• **PROVIDED PASSAGE**
Hmmm . . . The definition of "sensual" in my dictionary includes "given to the pursuit of sensual pleasure or the gratification of the appetites; self-indulgent sexually or in regard to food and drink; voluptuous, licentious". Sounds like fun. But even if Oyster is a new benchmark in sexually explicit Irish ads, in truth, there's not an awful lot new under the advertising sun. The current campaign continues a long tradition of Guinness marketing targeted at the younger end of the market.

The new ads come out of a nine-month research process, according to Jamieson. "The strategy is a dual one. Guinness has a huge amount of existing drinkers, but its profile in the marketplace is older than we'd like it to be. Every year, there's 30,000 or 40,000 new potential customers entering the beer market, and it's important that we keep them aware of us. But even older drinkers don't want the product to be seen as fuddy-duddy."

The other ad in the current campaign, Horses, has generated a micro-controversy of its own, with suggestions that it might be seen to encourage suicide. In this one, a man and a woman race each other on horseback towards the edge of the Cliffs of Moher, with the picture freezing, Thelma and Louise-style, as they jump the final wall before the cliff-edge. In the background, a doomy Patti Smith track seems to presage imminent disaster.

Jamieson rebuts any suggestion there's some kind of death wish being celebrated in Horses. "If you look at the commercial, there's a wall beyond the cliff-top, and you can see in previous shots that there's land beyond that wall, so there's an element of suspense about whether they managed to stop in time. If it had come through strongly as an issue in research, we just wouldn't air it, but it didn't."

Sex and death may make for an unbeatable combination, but not all Guinness ads have been unqualified successes. Think of the dreadful (and deeply unfunny) Big Pint campaign, which disappeared off our screens in double-quick time. More successful was the recent "Twins" campaign, although the Guinness ad of the 1990s that people are most likely to remember is Anticipation, with Joe McKinney jigging around while waiting for his pint to settle.

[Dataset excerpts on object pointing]
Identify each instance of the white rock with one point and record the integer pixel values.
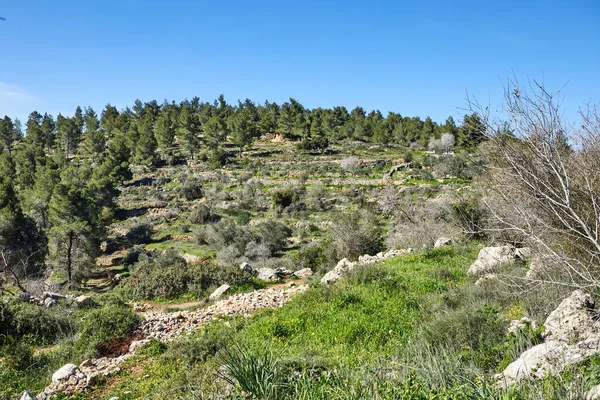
(593, 393)
(65, 372)
(219, 292)
(491, 259)
(27, 396)
(572, 319)
(303, 273)
(443, 241)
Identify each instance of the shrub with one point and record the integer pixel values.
(355, 234)
(191, 189)
(203, 215)
(103, 324)
(139, 234)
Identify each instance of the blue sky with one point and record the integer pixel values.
(413, 57)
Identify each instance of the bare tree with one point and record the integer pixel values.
(546, 174)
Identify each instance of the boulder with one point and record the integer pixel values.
(65, 372)
(443, 241)
(246, 267)
(572, 320)
(524, 253)
(490, 259)
(26, 297)
(86, 301)
(53, 296)
(303, 273)
(219, 292)
(27, 396)
(593, 393)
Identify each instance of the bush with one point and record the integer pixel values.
(103, 324)
(139, 234)
(203, 215)
(168, 276)
(191, 189)
(355, 234)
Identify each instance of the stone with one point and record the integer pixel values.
(303, 273)
(27, 396)
(490, 259)
(65, 372)
(86, 301)
(54, 296)
(330, 277)
(26, 297)
(49, 302)
(219, 292)
(443, 241)
(572, 320)
(593, 393)
(246, 267)
(524, 253)
(137, 344)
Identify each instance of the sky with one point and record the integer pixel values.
(418, 58)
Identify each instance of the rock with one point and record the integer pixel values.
(54, 296)
(572, 320)
(330, 277)
(490, 259)
(246, 267)
(49, 302)
(593, 393)
(443, 241)
(524, 253)
(520, 325)
(26, 297)
(137, 344)
(487, 278)
(219, 292)
(303, 273)
(27, 396)
(86, 301)
(65, 372)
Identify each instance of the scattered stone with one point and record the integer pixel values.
(86, 301)
(521, 324)
(572, 320)
(246, 267)
(303, 273)
(65, 372)
(593, 393)
(219, 292)
(524, 253)
(490, 259)
(443, 241)
(27, 396)
(26, 297)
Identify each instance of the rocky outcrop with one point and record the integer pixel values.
(443, 241)
(344, 265)
(490, 259)
(72, 379)
(572, 335)
(219, 292)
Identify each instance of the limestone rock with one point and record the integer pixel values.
(86, 301)
(490, 259)
(593, 393)
(246, 267)
(27, 396)
(65, 372)
(572, 319)
(303, 273)
(443, 241)
(219, 292)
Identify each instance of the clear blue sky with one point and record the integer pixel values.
(416, 58)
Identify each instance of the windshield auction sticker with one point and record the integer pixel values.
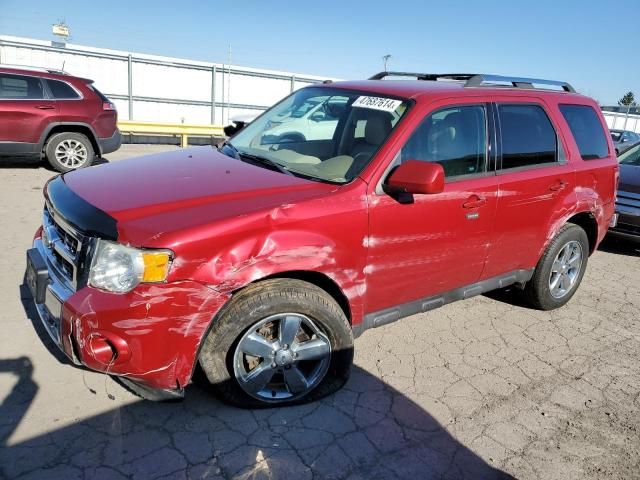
(377, 103)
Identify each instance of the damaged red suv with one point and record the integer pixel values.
(260, 261)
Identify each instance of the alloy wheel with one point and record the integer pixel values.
(71, 153)
(565, 269)
(281, 357)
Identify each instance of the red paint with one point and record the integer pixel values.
(28, 120)
(231, 223)
(414, 176)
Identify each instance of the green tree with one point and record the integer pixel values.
(628, 100)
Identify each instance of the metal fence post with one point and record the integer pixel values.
(626, 117)
(130, 85)
(213, 95)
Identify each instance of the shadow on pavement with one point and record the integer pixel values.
(13, 162)
(620, 246)
(367, 430)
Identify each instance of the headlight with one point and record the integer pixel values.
(117, 268)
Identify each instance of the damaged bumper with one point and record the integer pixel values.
(150, 336)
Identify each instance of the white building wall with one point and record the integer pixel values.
(163, 89)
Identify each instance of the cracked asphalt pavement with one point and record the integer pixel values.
(478, 389)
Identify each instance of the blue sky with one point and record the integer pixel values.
(591, 44)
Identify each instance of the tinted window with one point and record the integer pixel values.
(454, 137)
(528, 138)
(631, 157)
(61, 90)
(19, 87)
(587, 131)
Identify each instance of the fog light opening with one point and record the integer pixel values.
(102, 349)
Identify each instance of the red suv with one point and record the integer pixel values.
(52, 114)
(262, 260)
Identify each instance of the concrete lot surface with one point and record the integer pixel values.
(478, 389)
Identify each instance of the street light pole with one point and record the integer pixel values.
(385, 59)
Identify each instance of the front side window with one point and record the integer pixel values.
(631, 157)
(587, 131)
(322, 133)
(456, 138)
(61, 90)
(528, 138)
(18, 87)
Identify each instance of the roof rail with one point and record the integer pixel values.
(34, 69)
(423, 76)
(480, 80)
(483, 80)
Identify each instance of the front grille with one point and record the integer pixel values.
(63, 246)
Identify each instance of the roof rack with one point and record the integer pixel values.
(34, 69)
(424, 76)
(481, 80)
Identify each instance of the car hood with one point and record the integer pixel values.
(179, 190)
(629, 178)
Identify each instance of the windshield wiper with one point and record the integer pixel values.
(237, 154)
(228, 145)
(263, 160)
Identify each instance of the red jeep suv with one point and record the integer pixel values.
(260, 261)
(52, 114)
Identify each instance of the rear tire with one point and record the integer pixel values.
(560, 269)
(259, 312)
(69, 151)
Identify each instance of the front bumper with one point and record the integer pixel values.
(110, 144)
(153, 332)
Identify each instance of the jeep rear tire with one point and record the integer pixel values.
(278, 342)
(559, 270)
(69, 151)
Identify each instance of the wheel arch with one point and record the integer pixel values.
(587, 221)
(65, 127)
(318, 279)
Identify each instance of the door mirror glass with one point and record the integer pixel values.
(416, 176)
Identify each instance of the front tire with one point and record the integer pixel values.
(278, 342)
(69, 151)
(559, 270)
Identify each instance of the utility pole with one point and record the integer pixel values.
(385, 59)
(229, 86)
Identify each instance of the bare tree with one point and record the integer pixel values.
(627, 100)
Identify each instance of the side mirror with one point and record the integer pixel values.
(415, 176)
(317, 116)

• **WRITTEN TASKS**
a – Extract every line of the records that contains the word "white", treating case as significant.
b – Carry on the passage about Guinness advertising, starting after its final sentence.

• **ANSWERS TO EACH TASK**
a –
Identify each instance of the white rock with one point and record the integer pixel values.
Identify each instance of the white building wall with one point and record the integer pixel values.

b –
Guinness has tended not to emphasise the Irish connections of the product. One notable exception, and the winner of a recent competition to select the best Irish ad of the century, is the 1977 commercial, Island, with Aran islanders waiting for the currach to arrive with a keg of stout, and memorable cries of "Ta siad ag teacht" and "Aris!".

Island was written by Frank Sheerin, then with Arks, and now with his own creative company. Like most Guinness campaigns of recent years, the new ads are devised and produced by London-based companies, which Sheerin thinks is "a great shame, because it can be done here. Some of the big international brands will always go for a global image, but we're very overshadowed by a highly creative industry in the UK." (Ad campaigns for Guinness in Ireland are separate from those run in the UK, although we get some spill-over through British-based satellite channels).

As for the new campaign, perhaps Guinness should consider taking a leaf out of its best-ever advertisement - there'd be nothing more appropriate, after all, than dubbing in a line like Ta si ag Teacht, or even (if she's lucky) "Aris!".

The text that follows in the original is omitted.